### [Texte de la page]
___
En quête d’un style architectural distinctif, Laprade étudie méticuleusement le langage architectural de l’ancienne médina ; les rues étroites et tordues, les maisons d’adobes basses aux balcons fleuris, dominées par des anciennes arches en pierre. Son objectif était de créer un style moderne à l'affût des nouvelles techniques, inspiré par les potentialités d’une ville minutieusement planifiée, tout en préservant ce style architectural classique, typiquement marocain, sous une façade néo-mauresque.
Casablanca 1907 - 1965. Démesure d'un Urbanisme est le dernier livre de l'essayiste et chercheur Ahmed Chitachni. Publié par La Croisée Des Chemins
Ce moment historique constitue d’ailleurs la genèse de la construction de Casablanca, telle que nous la connaissons aujourd’hui. La nouvelle métropole est construite au bord de l’atlantique, le centre des nouvelle routes maritimes, en concurrence avec les anciennes routes commerciales ayant auparavant placé Marrakech et Fès au centre. Cette conception, nouvelle à son époque, est le début d’un processus historique, qui est à l’origine du paysage urbain démesuré qui caractérise désormais Casablanca.
___
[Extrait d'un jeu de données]
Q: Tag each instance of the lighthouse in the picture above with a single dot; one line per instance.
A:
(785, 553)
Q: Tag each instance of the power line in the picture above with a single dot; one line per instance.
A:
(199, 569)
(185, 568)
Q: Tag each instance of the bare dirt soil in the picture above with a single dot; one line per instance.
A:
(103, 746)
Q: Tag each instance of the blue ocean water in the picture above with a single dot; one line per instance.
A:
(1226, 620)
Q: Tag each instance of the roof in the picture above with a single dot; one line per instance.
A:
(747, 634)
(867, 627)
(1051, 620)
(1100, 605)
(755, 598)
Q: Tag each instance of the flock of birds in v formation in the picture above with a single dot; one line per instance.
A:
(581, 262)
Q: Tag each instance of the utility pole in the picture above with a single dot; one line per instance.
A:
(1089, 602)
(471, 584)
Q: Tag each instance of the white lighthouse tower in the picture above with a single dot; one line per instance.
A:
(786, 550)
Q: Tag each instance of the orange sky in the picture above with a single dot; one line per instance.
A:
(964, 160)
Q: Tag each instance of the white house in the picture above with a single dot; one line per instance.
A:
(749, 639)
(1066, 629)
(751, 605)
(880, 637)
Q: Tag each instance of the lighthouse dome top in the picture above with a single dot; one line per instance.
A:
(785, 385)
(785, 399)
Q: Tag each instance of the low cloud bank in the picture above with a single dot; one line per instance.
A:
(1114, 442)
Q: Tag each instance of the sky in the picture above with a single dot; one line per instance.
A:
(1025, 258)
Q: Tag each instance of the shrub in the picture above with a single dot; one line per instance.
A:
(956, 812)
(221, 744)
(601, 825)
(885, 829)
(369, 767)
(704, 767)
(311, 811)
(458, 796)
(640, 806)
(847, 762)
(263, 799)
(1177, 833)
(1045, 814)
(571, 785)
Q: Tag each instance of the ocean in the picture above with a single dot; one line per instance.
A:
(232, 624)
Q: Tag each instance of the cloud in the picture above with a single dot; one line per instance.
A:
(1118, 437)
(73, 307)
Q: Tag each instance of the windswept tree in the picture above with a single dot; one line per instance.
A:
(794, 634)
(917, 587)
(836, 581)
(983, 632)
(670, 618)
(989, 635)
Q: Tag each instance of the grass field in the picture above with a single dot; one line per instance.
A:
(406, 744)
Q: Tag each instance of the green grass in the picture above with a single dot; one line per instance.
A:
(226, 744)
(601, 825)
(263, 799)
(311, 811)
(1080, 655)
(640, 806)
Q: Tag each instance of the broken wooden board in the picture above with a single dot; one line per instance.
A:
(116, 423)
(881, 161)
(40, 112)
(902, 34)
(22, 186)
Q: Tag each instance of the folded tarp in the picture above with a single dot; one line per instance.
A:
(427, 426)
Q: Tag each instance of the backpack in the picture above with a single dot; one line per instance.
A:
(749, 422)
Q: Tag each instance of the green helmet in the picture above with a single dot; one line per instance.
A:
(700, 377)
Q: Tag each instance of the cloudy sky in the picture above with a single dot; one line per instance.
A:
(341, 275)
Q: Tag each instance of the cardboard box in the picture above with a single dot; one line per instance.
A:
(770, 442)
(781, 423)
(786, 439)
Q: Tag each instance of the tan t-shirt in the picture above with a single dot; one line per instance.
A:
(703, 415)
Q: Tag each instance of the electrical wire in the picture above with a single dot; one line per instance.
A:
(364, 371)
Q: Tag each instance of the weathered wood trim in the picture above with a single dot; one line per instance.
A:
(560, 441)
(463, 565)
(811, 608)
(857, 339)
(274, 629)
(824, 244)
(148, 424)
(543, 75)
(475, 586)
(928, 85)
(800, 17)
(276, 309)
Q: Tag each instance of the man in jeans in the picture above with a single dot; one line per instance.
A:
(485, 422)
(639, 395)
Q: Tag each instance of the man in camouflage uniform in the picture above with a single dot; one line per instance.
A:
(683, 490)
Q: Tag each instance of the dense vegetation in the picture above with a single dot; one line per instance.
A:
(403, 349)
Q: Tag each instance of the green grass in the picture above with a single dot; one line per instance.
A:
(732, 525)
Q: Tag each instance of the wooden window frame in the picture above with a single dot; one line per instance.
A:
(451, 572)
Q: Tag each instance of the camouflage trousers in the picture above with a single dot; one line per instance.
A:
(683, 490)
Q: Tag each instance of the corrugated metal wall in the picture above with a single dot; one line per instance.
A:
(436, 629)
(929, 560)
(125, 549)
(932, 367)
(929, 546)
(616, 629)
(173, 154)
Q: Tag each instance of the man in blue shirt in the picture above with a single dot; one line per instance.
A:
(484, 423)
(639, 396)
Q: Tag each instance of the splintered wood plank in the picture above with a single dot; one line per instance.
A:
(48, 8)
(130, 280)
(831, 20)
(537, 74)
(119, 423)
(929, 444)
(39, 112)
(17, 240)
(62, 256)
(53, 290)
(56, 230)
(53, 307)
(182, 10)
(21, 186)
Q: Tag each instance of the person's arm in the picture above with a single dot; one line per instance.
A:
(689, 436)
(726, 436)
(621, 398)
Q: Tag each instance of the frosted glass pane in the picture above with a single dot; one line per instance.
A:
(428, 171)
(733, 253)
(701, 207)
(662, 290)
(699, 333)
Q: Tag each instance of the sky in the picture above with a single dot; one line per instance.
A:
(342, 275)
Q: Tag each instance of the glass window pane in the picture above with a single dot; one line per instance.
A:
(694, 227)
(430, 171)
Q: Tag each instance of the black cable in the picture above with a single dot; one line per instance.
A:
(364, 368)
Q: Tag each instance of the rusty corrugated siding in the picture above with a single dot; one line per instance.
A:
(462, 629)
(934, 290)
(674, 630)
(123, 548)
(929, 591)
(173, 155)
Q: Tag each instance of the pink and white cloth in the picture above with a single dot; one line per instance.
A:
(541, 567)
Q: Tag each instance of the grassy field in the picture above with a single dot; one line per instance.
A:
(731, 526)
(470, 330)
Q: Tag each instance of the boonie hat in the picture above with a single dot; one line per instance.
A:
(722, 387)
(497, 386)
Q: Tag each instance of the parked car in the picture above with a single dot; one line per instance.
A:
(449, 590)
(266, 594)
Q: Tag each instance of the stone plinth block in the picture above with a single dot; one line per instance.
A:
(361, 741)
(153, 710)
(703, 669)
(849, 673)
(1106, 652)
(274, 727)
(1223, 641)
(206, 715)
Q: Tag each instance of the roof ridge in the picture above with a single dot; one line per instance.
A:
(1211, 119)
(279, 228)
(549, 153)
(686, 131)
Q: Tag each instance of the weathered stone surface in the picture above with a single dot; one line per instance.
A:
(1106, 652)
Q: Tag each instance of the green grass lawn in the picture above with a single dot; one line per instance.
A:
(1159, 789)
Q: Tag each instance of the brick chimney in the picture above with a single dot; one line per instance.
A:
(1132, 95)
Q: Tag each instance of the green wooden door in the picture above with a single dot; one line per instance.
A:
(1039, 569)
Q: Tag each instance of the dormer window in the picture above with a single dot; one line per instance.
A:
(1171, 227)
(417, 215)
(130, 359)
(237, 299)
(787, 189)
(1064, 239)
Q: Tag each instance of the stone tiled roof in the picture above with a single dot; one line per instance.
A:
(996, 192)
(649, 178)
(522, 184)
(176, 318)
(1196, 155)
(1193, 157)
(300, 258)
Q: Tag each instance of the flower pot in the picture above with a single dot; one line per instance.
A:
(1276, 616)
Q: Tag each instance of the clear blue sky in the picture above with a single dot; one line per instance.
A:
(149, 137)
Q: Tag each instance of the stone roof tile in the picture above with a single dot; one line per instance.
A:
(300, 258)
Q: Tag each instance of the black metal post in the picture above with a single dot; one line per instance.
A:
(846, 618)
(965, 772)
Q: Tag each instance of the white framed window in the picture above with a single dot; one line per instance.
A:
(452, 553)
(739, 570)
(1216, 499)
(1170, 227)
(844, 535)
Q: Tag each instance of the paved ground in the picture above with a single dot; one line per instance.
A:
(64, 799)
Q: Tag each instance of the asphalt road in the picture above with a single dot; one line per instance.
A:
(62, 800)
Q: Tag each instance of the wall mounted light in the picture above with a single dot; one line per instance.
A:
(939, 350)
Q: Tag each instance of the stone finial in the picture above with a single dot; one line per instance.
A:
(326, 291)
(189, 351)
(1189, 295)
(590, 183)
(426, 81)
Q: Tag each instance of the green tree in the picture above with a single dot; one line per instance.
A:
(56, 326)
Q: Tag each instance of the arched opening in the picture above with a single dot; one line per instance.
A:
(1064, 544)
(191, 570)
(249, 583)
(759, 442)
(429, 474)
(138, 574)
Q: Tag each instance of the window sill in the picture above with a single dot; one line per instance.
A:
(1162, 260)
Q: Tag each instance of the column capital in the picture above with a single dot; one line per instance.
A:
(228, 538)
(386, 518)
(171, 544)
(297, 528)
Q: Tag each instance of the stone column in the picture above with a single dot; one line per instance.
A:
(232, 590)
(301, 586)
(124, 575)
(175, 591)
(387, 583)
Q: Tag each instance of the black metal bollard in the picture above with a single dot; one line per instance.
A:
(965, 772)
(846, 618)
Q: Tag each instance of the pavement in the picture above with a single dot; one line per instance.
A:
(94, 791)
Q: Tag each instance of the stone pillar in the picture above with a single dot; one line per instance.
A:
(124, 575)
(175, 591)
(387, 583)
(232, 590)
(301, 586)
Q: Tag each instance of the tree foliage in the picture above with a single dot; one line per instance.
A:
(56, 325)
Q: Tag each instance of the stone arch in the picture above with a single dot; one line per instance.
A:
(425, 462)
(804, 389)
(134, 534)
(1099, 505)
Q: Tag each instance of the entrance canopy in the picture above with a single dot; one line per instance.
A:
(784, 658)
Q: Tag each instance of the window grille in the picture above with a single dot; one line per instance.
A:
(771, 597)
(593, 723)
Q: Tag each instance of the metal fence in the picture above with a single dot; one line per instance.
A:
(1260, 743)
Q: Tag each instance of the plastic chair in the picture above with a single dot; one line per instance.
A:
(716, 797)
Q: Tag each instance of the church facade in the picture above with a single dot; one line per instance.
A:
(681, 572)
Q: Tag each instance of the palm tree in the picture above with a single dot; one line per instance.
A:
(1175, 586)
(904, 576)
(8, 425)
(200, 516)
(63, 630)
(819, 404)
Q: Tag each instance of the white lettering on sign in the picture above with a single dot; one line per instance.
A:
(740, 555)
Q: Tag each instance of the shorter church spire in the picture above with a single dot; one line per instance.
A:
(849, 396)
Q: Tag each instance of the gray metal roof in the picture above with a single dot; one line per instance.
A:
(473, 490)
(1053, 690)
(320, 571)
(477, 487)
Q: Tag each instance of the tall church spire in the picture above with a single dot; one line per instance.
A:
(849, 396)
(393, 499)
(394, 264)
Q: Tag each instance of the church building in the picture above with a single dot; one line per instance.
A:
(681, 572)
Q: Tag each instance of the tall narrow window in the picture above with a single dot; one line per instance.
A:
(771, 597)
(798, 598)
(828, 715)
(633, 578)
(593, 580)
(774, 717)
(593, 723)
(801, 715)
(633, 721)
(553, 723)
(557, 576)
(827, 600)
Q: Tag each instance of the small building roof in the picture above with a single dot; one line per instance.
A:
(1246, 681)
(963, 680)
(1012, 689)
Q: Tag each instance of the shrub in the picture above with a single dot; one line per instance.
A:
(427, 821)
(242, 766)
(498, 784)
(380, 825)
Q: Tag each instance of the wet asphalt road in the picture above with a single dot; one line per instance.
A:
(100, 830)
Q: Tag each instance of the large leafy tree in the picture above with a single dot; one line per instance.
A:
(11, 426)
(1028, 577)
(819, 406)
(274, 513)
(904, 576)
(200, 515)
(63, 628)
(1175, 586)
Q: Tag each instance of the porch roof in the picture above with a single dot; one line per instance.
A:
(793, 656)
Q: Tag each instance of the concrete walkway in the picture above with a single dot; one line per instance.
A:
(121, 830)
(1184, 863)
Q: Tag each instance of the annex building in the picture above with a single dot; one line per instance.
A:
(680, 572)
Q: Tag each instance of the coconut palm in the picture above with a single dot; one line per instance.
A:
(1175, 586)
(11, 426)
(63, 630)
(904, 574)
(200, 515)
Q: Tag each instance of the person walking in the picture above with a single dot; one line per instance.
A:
___
### [Énoncé]
Répondez brièvement à ces questions d'après le texte sur Casablanca.
1. Quel langage architectural Laprade étudie-t-il méticuleusement ?
2. Qui a écrit « Casablanca 1907 - 1965. Démesure d'un Urbanisme », et chez quel éditeur ce livre est-il publié ?
3. Quelles villes les anciennes routes commerciales plaçaient-elles auparavant au centre ?
Ces lignes n'ont aucun lien avec le texte sur Casablanca.

### [Corrigé]
1. Le langage architectural de l'ancienne médina.
2. L'essayiste et chercheur Ahmed Chitachni ; le livre est publié par La Croisée Des Chemins.
3. Marrakech et Fès.